(Study material begins)

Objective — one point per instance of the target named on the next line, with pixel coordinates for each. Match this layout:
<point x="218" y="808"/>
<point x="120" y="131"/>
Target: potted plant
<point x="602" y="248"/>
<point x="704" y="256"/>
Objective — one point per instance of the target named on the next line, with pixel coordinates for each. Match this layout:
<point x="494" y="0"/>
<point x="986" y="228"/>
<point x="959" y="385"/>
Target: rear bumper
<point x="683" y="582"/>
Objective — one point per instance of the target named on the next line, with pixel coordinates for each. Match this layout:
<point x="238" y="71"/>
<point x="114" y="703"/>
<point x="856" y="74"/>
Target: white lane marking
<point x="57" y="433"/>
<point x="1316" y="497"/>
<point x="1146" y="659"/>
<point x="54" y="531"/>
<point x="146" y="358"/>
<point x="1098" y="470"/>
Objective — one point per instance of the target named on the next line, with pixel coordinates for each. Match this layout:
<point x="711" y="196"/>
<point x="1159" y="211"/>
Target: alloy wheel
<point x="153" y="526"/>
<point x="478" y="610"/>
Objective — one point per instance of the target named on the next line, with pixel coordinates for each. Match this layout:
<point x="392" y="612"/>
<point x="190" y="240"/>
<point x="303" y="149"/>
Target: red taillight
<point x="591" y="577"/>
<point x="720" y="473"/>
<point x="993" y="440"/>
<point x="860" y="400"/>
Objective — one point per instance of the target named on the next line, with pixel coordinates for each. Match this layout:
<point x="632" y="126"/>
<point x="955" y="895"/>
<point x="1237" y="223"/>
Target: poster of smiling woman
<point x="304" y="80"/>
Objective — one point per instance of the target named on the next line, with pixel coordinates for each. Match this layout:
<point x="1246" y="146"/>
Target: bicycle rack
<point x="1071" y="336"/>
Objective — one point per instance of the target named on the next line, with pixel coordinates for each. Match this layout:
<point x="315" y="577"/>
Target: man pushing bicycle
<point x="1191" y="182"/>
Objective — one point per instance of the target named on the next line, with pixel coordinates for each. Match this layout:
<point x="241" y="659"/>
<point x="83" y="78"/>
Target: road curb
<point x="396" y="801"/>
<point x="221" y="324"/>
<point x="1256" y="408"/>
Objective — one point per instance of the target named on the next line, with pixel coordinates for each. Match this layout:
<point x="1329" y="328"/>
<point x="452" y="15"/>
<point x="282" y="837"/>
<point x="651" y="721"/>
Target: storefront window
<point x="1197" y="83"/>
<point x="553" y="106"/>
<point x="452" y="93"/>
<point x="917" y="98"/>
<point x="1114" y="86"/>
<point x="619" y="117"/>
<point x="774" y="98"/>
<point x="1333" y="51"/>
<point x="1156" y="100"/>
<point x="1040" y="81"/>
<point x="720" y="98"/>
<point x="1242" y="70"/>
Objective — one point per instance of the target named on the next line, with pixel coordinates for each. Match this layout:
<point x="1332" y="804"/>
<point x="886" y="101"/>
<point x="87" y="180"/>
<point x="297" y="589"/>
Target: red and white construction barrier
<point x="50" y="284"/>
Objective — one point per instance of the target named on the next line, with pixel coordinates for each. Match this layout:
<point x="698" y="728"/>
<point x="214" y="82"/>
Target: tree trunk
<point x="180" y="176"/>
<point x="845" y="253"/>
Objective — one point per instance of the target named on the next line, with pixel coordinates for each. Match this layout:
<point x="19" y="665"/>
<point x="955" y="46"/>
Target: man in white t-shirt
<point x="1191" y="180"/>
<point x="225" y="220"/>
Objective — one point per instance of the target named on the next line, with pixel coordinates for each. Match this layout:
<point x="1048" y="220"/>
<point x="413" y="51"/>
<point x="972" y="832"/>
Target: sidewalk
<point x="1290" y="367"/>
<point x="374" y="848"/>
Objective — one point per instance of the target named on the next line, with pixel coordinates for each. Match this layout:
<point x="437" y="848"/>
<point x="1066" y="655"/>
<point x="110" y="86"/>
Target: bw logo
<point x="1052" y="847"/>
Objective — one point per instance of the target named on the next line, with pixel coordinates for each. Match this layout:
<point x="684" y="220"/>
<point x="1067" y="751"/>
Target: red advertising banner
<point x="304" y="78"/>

(Study material ends)

**What is required**
What you need to do is retype all the entries exactly as written.

**Task solution**
Objective — one point per instance of the target named on the next line, with pixel coordinates for each. Match this layout:
<point x="218" y="808"/>
<point x="120" y="131"/>
Target: potted plant
<point x="602" y="248"/>
<point x="704" y="256"/>
Objective — one point per instance of the target named on the next line, with pixel coordinates for each. Match this layout:
<point x="494" y="0"/>
<point x="986" y="228"/>
<point x="959" y="385"/>
Target: rear bumper
<point x="683" y="582"/>
Objective — one point per instance of the target named on the next line, with pixel coordinates for each. Match this layout:
<point x="238" y="71"/>
<point x="114" y="703"/>
<point x="856" y="74"/>
Target: white lane marking
<point x="57" y="433"/>
<point x="1316" y="497"/>
<point x="1146" y="659"/>
<point x="54" y="531"/>
<point x="146" y="358"/>
<point x="1098" y="470"/>
Objective — one point per instance of the target named on the next line, with pixel coordinates for each. Match this layout:
<point x="711" y="196"/>
<point x="1159" y="211"/>
Target: alloy wheel
<point x="153" y="526"/>
<point x="478" y="610"/>
Objective — one point per instance of the target named on the next line, with pixel coordinates for each. Match this layout:
<point x="392" y="612"/>
<point x="190" y="240"/>
<point x="303" y="149"/>
Target: red taillight
<point x="591" y="577"/>
<point x="720" y="473"/>
<point x="993" y="440"/>
<point x="860" y="400"/>
Objective — one point per instance of the target named on the next line, with pixel coordinates for each. Match this layout:
<point x="632" y="126"/>
<point x="955" y="895"/>
<point x="1237" y="223"/>
Target: poster of smiling woman
<point x="304" y="80"/>
Objective — one point per instance of the target named on the next line, with pixel coordinates for each. Match this layout:
<point x="1246" y="146"/>
Target: bicycle rack
<point x="1071" y="336"/>
Objective — one point per instance of the target named on the next line, with pixel coordinates for each. Match this layout:
<point x="315" y="577"/>
Target: man pushing bicycle
<point x="1191" y="182"/>
Objective — one point per instance of the target named on the next line, with pixel coordinates for each. Match this layout:
<point x="241" y="659"/>
<point x="83" y="78"/>
Target: road curb
<point x="396" y="801"/>
<point x="221" y="324"/>
<point x="1256" y="408"/>
Objective — one point per instance of the target named on the next line, with pixel coordinates for each. Match this layout:
<point x="1329" y="328"/>
<point x="452" y="15"/>
<point x="282" y="837"/>
<point x="651" y="721"/>
Target: storefront window
<point x="1197" y="83"/>
<point x="553" y="106"/>
<point x="452" y="93"/>
<point x="917" y="98"/>
<point x="1114" y="86"/>
<point x="619" y="117"/>
<point x="774" y="98"/>
<point x="1333" y="51"/>
<point x="1156" y="100"/>
<point x="1040" y="81"/>
<point x="720" y="98"/>
<point x="1242" y="70"/>
Objective — one point per instance of the target named on the next line, with pixel coordinates for each. Match this layout:
<point x="1332" y="804"/>
<point x="886" y="101"/>
<point x="87" y="180"/>
<point x="297" y="589"/>
Target: red and white construction barrier
<point x="50" y="284"/>
Objective — one point per instance of the target named on the next line, with pixel coordinates for each. Match this layout:
<point x="698" y="728"/>
<point x="214" y="82"/>
Target: tree trunk
<point x="180" y="176"/>
<point x="845" y="253"/>
Objective — one point per instance of the target named on the next line, with pixel coordinates for each. Match this layout:
<point x="19" y="665"/>
<point x="955" y="46"/>
Target: man in white t-shirt
<point x="1191" y="180"/>
<point x="225" y="220"/>
Objective — one point per instance of the target named on the next line, with pixel coordinates for each. Match this layout:
<point x="1048" y="220"/>
<point x="413" y="51"/>
<point x="972" y="832"/>
Target: sidewalk
<point x="1290" y="367"/>
<point x="374" y="848"/>
Objective — one point per instance of the target named on the next line, with pixel coordinates for each. Match this layout:
<point x="437" y="848"/>
<point x="1066" y="655"/>
<point x="110" y="86"/>
Target: bw logo
<point x="1052" y="847"/>
Objective — one point per instance of the target named on the next line, with pixel coordinates for each. Match this layout:
<point x="684" y="220"/>
<point x="1067" y="751"/>
Target: red advertising banner
<point x="304" y="78"/>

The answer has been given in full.